GOAL
Write out everything from the start of the listing down to the line containing "582), (720, 588)]]", including that line, keeping every character unchanged.

══ EXTRACTED MATERIAL ══

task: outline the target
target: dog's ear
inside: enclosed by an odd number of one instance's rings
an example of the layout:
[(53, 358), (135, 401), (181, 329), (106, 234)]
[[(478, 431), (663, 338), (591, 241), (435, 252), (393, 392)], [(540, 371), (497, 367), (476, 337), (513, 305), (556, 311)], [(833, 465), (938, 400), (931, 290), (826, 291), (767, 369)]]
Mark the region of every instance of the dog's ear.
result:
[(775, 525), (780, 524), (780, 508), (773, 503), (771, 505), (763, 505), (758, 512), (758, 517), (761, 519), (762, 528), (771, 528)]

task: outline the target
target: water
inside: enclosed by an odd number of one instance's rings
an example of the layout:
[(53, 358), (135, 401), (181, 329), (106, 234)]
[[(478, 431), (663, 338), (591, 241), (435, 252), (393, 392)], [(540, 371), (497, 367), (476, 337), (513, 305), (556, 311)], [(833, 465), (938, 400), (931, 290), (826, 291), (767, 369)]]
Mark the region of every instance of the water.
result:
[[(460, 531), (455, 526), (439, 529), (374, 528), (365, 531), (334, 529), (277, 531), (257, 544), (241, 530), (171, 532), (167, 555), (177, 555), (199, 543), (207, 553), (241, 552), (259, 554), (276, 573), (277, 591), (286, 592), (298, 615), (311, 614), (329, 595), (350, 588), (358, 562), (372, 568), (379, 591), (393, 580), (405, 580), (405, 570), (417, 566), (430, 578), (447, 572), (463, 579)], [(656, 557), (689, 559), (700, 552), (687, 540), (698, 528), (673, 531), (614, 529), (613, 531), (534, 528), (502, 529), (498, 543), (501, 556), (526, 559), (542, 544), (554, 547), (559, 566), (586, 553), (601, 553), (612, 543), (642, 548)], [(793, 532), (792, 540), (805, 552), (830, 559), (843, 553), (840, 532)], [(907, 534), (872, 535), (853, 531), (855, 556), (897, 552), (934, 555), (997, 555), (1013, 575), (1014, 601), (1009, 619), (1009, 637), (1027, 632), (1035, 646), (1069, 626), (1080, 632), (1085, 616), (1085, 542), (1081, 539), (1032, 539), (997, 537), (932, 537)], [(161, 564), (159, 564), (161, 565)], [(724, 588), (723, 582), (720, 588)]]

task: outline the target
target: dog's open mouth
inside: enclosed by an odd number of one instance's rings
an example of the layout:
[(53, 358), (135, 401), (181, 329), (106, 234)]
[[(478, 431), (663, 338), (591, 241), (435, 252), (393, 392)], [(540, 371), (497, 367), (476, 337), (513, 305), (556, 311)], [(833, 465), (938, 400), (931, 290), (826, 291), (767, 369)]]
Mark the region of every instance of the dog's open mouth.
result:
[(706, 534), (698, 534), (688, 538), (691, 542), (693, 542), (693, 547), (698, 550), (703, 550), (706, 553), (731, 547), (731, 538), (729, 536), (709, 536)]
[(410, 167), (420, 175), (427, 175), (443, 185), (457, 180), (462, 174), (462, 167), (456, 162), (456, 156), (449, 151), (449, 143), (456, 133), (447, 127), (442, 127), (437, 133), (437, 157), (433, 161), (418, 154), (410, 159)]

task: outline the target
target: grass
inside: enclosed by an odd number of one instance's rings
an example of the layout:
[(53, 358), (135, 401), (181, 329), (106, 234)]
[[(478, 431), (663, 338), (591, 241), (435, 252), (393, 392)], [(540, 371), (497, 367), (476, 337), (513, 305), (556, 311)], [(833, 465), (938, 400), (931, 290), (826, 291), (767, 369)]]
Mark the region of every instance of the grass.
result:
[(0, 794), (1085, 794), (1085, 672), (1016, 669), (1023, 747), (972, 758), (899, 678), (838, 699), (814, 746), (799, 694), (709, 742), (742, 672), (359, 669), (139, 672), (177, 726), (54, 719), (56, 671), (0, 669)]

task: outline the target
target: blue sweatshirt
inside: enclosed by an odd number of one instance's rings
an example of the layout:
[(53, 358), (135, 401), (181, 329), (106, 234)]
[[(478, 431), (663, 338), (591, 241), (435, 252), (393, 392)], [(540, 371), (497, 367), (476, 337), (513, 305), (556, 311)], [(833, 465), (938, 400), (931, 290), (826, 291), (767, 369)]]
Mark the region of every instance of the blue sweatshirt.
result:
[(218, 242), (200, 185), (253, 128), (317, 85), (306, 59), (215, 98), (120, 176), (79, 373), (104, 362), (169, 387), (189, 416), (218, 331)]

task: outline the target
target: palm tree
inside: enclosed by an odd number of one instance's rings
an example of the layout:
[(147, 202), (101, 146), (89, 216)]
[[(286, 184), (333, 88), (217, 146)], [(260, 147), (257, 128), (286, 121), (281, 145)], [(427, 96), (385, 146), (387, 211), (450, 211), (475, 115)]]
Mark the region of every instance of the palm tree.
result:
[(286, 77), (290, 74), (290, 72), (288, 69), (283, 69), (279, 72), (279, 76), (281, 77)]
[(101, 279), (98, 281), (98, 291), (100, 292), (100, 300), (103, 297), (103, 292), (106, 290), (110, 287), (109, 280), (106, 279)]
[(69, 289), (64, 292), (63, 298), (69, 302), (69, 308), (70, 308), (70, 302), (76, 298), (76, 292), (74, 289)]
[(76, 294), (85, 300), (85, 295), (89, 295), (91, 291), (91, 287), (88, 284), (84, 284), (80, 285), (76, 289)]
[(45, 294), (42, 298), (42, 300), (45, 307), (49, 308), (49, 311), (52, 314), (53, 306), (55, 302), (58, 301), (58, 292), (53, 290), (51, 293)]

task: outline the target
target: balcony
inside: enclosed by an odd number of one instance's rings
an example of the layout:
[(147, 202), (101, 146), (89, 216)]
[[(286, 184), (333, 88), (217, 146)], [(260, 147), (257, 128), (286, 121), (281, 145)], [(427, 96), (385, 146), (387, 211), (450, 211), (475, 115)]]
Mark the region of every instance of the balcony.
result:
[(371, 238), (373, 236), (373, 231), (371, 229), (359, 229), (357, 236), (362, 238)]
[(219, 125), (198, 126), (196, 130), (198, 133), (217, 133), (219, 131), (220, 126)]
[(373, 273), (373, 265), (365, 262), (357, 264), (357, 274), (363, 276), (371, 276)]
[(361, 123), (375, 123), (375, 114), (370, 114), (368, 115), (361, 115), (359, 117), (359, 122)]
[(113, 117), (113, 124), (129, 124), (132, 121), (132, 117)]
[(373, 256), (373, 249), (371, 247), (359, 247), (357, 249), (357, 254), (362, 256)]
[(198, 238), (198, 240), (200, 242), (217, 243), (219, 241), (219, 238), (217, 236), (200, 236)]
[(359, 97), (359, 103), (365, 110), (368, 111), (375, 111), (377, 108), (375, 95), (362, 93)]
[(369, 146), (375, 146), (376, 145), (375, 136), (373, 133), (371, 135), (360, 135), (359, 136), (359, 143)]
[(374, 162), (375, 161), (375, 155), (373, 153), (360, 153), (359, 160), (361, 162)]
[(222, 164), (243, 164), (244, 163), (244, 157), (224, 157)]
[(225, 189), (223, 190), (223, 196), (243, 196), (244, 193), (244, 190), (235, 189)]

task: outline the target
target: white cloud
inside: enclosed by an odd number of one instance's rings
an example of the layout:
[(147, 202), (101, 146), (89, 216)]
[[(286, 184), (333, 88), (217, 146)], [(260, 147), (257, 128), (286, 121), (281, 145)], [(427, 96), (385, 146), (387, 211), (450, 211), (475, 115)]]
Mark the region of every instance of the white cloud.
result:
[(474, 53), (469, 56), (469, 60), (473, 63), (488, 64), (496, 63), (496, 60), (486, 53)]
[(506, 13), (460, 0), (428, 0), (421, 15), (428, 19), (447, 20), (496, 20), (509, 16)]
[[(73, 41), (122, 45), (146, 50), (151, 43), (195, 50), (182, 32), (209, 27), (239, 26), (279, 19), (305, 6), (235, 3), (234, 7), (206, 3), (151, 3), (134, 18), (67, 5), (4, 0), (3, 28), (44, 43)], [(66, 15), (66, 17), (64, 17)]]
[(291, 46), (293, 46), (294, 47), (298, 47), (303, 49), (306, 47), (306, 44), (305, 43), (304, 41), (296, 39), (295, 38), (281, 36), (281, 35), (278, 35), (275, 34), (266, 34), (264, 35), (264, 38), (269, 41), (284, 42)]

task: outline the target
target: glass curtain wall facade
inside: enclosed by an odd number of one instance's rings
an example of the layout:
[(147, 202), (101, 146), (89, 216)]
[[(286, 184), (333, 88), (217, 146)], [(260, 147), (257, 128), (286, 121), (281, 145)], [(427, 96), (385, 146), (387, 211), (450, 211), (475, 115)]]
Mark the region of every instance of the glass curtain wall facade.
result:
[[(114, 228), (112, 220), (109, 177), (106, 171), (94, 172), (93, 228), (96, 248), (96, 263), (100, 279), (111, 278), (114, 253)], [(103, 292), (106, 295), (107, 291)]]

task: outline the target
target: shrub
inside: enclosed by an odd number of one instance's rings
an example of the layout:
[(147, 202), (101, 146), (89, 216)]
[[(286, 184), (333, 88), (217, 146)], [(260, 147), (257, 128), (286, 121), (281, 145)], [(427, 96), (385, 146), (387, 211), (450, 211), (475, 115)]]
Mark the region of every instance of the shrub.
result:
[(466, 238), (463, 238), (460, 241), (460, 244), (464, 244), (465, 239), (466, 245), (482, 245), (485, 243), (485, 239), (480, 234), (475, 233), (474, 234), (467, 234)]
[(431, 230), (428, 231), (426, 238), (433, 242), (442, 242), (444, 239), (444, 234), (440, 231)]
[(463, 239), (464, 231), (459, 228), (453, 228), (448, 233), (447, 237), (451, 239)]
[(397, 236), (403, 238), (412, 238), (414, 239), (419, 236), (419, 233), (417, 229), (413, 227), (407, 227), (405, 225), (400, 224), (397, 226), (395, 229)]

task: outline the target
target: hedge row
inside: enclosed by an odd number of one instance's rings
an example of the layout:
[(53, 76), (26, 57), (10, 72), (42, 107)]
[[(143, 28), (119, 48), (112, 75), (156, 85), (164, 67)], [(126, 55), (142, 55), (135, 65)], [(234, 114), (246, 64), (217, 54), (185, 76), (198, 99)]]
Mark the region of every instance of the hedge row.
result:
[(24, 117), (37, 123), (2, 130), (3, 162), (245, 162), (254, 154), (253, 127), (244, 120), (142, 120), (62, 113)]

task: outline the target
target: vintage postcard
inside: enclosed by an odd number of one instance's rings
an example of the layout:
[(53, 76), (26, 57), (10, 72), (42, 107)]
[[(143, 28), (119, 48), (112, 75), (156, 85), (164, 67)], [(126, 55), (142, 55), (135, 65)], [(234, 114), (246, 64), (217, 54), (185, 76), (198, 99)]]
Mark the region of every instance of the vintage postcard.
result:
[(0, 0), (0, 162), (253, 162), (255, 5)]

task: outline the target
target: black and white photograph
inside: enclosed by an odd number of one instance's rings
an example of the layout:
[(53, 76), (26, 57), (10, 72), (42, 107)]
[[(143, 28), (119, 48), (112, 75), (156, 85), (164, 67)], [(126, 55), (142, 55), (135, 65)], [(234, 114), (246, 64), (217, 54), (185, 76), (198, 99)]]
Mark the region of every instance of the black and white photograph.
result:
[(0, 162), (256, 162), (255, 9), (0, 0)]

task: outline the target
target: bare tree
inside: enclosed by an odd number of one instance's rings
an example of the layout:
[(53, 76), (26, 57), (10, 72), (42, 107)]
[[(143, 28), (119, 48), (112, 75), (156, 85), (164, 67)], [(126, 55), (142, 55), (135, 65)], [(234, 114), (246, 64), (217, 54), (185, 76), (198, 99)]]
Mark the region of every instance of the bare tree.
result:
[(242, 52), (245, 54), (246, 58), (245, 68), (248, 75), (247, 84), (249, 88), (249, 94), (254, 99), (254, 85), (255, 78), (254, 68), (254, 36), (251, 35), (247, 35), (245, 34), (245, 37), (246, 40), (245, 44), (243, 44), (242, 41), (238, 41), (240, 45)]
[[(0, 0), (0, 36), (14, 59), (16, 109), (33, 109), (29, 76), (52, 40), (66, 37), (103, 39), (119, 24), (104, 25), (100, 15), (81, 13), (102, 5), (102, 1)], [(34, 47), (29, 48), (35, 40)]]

═══

COMPLETED EXERCISE
task: outline the target
target: dog's ear
inside: enclosed by an odd number of one instance's rings
an example of the layout:
[(53, 358), (135, 401), (181, 329), (106, 234)]
[[(478, 431), (663, 338), (591, 241), (435, 252), (393, 392)], [(540, 371), (497, 367), (476, 337), (513, 305), (556, 311)], [(833, 465), (938, 400), (931, 290), (826, 291), (767, 369)]]
Mark the region of every instance of the dog's ear.
result:
[(775, 525), (780, 524), (780, 508), (773, 503), (771, 505), (763, 505), (758, 512), (758, 517), (761, 519), (762, 528), (771, 528)]

task: outline the target
target: water
inside: enclosed by an odd number of one instance's rings
an example of the layout:
[(53, 358), (135, 401), (181, 329), (106, 234)]
[[(478, 431), (663, 338), (591, 241), (435, 252), (393, 392)], [(540, 371), (497, 367), (476, 337), (513, 305), (556, 311)], [(833, 465), (938, 400), (931, 290), (826, 291), (767, 369)]]
Mark the region of every instance of the water.
result:
[[(460, 531), (455, 526), (439, 529), (374, 528), (365, 531), (334, 529), (277, 531), (257, 544), (241, 530), (171, 532), (167, 555), (177, 555), (199, 543), (207, 553), (241, 552), (259, 554), (276, 573), (277, 591), (286, 592), (298, 615), (311, 614), (329, 595), (350, 588), (358, 562), (372, 568), (379, 591), (393, 580), (405, 580), (405, 570), (417, 566), (430, 578), (447, 572), (463, 579)], [(656, 557), (689, 559), (700, 552), (687, 540), (698, 528), (673, 531), (614, 529), (613, 531), (534, 528), (502, 529), (498, 543), (501, 556), (526, 559), (542, 544), (554, 547), (559, 566), (586, 553), (601, 553), (612, 543), (642, 548)], [(793, 532), (792, 540), (805, 552), (830, 559), (843, 553), (840, 532)], [(907, 534), (872, 535), (853, 531), (855, 556), (897, 552), (934, 555), (997, 555), (1013, 575), (1014, 601), (1009, 619), (1009, 637), (1027, 632), (1035, 646), (1069, 626), (1080, 632), (1085, 616), (1085, 542), (1081, 539), (1032, 539), (997, 537), (932, 537)], [(161, 564), (159, 564), (161, 565)], [(724, 588), (723, 582), (720, 588)]]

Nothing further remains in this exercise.